_WHAT IS NEEDED_
Rewrite only the part of the material that opens with the line containing "Find the beard" and closes with the line containing "[(302, 189)]", changing every "megaphone" to "bullhorn" and keeping everything else the same.
— START RECORDS —
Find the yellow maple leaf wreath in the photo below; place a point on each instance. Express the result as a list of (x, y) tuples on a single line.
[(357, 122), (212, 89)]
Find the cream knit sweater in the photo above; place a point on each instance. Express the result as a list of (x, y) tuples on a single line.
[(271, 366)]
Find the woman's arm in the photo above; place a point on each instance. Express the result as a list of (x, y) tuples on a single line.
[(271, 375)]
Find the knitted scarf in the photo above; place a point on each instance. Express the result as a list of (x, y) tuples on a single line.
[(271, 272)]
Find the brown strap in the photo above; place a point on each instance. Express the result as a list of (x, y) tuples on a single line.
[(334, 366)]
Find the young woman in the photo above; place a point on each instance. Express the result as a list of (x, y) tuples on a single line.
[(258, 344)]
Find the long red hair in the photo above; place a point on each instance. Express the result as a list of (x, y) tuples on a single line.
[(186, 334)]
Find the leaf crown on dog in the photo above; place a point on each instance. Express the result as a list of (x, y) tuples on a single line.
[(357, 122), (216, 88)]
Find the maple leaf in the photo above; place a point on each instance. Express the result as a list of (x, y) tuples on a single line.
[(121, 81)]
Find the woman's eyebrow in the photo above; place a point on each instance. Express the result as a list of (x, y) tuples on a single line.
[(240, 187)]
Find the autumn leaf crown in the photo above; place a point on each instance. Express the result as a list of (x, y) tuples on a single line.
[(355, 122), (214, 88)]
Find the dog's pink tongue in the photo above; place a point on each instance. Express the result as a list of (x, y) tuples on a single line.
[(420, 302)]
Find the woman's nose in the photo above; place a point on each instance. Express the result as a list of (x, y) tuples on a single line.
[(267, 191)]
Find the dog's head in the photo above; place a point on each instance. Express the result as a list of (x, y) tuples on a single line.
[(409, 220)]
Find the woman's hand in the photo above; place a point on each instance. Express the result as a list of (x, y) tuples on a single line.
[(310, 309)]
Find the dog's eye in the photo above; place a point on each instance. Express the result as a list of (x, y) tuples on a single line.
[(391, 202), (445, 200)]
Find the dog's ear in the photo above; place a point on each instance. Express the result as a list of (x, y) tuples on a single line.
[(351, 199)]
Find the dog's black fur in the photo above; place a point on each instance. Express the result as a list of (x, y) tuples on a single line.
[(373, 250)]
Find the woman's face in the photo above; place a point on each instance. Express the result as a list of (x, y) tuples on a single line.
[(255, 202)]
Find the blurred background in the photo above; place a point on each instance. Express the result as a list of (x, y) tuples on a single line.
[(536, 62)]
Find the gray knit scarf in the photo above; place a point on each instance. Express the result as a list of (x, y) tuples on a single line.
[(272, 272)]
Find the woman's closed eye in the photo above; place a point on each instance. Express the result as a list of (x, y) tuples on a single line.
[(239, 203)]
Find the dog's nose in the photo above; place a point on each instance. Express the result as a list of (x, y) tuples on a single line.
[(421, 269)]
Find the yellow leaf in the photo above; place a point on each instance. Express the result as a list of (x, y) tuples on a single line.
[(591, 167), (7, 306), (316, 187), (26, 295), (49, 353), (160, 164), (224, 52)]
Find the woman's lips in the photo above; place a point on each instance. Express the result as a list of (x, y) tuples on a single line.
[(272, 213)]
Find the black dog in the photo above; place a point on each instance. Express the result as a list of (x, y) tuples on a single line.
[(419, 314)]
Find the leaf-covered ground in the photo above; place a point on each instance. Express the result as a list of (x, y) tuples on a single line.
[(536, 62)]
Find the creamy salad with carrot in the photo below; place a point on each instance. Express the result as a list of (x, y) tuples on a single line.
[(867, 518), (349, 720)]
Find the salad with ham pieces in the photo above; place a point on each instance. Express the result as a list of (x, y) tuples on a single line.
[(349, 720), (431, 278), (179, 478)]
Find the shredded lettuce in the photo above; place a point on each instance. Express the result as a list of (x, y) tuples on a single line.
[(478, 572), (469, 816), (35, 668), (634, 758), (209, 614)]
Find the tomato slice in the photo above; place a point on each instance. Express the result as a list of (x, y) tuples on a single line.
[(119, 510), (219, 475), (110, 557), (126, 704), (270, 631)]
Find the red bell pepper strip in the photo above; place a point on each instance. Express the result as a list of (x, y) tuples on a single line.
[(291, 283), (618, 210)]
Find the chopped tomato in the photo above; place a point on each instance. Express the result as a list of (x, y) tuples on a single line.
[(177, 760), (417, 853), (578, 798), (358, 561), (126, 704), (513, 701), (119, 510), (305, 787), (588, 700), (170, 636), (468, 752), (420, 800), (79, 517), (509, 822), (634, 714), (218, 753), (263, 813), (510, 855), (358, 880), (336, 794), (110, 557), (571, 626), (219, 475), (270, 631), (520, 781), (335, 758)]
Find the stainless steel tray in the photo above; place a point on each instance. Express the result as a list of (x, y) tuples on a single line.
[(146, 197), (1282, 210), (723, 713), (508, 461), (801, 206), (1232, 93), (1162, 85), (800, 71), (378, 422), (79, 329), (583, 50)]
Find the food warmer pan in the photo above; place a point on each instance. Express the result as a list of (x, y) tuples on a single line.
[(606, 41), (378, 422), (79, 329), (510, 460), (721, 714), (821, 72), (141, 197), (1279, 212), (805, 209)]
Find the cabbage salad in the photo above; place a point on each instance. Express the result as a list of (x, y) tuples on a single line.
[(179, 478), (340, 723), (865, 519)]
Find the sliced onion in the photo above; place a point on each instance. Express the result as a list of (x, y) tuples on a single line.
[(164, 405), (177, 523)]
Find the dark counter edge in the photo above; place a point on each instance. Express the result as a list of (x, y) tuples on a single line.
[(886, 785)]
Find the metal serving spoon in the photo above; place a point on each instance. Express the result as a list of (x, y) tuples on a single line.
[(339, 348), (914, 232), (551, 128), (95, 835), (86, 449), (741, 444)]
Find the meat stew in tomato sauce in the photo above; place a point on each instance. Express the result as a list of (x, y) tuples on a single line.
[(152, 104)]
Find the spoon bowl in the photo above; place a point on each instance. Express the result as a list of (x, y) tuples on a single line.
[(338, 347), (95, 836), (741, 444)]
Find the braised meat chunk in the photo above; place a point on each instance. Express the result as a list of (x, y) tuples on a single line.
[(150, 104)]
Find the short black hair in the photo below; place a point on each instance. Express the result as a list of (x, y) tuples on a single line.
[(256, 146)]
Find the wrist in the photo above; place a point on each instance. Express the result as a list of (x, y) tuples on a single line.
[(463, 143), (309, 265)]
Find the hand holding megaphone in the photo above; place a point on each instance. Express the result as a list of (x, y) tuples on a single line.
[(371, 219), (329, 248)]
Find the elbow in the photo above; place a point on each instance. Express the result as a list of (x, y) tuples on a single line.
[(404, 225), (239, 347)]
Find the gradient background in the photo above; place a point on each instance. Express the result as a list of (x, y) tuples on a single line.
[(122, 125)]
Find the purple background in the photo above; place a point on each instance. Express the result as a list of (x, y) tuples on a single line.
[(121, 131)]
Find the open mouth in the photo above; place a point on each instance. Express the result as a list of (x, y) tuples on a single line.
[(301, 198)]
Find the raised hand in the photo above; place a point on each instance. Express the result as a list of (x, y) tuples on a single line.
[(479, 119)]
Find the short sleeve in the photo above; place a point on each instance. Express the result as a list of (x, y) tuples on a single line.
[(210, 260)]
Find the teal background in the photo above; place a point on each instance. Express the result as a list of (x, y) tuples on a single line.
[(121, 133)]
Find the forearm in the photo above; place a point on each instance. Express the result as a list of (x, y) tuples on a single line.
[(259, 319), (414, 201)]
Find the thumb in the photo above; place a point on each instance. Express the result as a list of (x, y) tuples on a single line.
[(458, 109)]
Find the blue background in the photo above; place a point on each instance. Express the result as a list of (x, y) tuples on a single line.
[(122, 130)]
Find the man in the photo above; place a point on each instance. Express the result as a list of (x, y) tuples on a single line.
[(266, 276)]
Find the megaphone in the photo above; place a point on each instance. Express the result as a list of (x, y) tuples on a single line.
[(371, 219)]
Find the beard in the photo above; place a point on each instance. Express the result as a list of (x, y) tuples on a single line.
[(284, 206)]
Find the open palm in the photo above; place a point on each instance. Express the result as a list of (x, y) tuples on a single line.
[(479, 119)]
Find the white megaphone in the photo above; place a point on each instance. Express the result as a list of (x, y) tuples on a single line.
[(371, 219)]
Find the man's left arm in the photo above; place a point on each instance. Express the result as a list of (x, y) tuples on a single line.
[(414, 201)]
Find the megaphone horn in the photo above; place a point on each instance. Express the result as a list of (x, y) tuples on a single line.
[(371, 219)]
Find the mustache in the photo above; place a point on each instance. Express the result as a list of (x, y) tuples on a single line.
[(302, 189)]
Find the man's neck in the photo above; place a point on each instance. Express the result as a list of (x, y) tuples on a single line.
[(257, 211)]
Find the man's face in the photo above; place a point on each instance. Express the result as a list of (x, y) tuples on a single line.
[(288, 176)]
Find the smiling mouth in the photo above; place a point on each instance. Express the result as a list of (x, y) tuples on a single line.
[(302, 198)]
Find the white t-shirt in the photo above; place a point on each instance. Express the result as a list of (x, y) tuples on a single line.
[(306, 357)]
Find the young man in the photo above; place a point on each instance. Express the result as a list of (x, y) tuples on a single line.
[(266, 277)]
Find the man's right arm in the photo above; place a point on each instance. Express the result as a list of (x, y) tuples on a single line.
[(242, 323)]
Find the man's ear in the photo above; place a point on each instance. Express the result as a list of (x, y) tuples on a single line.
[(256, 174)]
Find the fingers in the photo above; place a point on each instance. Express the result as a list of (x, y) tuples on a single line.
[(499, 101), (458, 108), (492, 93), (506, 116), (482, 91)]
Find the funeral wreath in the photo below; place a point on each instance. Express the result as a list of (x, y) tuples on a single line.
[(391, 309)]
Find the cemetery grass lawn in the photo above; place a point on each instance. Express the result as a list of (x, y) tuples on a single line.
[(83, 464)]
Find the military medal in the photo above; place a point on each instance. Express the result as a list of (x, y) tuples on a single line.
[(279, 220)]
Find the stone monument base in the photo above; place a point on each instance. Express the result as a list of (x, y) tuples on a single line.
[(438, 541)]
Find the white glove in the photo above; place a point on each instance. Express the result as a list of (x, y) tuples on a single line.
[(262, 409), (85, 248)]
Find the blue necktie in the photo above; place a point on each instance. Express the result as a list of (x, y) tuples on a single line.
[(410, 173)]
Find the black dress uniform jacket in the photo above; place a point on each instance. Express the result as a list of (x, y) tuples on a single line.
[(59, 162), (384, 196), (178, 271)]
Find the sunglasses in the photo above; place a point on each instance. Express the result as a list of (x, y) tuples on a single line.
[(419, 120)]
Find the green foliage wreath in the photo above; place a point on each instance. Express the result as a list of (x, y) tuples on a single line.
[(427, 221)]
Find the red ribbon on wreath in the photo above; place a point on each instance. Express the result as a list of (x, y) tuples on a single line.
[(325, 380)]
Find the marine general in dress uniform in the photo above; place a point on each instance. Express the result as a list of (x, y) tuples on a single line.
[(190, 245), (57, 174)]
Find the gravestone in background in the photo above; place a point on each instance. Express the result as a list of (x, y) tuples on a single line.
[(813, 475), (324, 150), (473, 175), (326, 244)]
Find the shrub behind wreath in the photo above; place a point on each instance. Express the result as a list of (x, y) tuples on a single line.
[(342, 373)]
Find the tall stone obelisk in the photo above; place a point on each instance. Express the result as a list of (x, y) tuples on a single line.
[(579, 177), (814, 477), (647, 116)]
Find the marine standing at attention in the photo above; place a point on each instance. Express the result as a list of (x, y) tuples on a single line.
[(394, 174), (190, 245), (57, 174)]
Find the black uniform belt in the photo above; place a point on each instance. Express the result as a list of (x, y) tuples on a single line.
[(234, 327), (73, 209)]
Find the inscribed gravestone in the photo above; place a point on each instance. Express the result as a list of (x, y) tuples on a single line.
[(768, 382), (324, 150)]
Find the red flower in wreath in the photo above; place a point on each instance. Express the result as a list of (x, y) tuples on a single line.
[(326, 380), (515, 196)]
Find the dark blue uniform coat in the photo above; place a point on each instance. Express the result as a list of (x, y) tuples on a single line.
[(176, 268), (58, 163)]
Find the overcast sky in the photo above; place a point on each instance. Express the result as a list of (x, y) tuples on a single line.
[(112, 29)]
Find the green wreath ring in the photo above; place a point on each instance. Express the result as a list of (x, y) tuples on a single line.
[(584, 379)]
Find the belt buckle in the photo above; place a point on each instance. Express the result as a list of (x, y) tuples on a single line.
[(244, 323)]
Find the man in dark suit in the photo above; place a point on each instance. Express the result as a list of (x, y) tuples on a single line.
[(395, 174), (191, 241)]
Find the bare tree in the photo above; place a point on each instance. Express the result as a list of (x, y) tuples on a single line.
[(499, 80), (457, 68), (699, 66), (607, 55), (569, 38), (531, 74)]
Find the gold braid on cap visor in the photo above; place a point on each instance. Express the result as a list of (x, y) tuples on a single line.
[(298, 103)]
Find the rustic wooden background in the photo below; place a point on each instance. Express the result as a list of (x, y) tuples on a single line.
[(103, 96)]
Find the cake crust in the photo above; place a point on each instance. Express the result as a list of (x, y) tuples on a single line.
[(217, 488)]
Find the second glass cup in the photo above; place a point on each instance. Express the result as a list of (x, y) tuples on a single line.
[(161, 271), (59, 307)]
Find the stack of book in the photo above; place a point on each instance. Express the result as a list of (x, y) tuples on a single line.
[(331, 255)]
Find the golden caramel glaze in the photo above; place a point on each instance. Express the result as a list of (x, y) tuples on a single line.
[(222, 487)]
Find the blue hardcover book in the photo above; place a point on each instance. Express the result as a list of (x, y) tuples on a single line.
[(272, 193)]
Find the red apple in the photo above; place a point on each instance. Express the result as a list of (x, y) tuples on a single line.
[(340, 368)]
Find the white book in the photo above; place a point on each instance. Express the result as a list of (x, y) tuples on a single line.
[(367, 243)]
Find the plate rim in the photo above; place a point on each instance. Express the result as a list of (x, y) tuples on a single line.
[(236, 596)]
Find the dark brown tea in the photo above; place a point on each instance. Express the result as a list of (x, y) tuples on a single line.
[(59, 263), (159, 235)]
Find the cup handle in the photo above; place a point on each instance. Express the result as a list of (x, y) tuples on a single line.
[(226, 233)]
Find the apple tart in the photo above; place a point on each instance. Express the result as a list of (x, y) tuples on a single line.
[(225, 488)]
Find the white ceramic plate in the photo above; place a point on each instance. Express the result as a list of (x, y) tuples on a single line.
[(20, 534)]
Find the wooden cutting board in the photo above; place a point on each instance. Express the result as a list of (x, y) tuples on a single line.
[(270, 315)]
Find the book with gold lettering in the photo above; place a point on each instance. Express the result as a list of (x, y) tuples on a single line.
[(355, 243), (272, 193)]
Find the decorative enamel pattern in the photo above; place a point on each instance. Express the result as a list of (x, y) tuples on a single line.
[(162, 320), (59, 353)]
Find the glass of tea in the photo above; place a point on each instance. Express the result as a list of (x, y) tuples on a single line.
— END RECORDS —
_SOLUTION TO THIS EXERCISE_
Find the beard in the photo above; place a point on each instance. Express the result as a list of (x, y) tuples on a single line.
[(284, 206)]
Find the open palm in the photo above; place a point on each instance. Express the result as a list of (x, y) tuples on a single line.
[(479, 119)]
Find the white bullhorn in the photo above; place a point on each instance. Express the result as a list of (x, y) tuples on a single line.
[(371, 219)]
Find the man's left arm in the photo above; place a point on each instance. Express the result as a list of (x, y) tuples on a single line.
[(414, 201)]
Find the bullhorn horn in the photo above; place a point on each instance. Express the result as a list of (x, y) tuples on a single line.
[(371, 219)]
Find the mustache in the photo above; place a point on each instance. Express the result as a list of (x, y) tuples on a single line.
[(302, 189)]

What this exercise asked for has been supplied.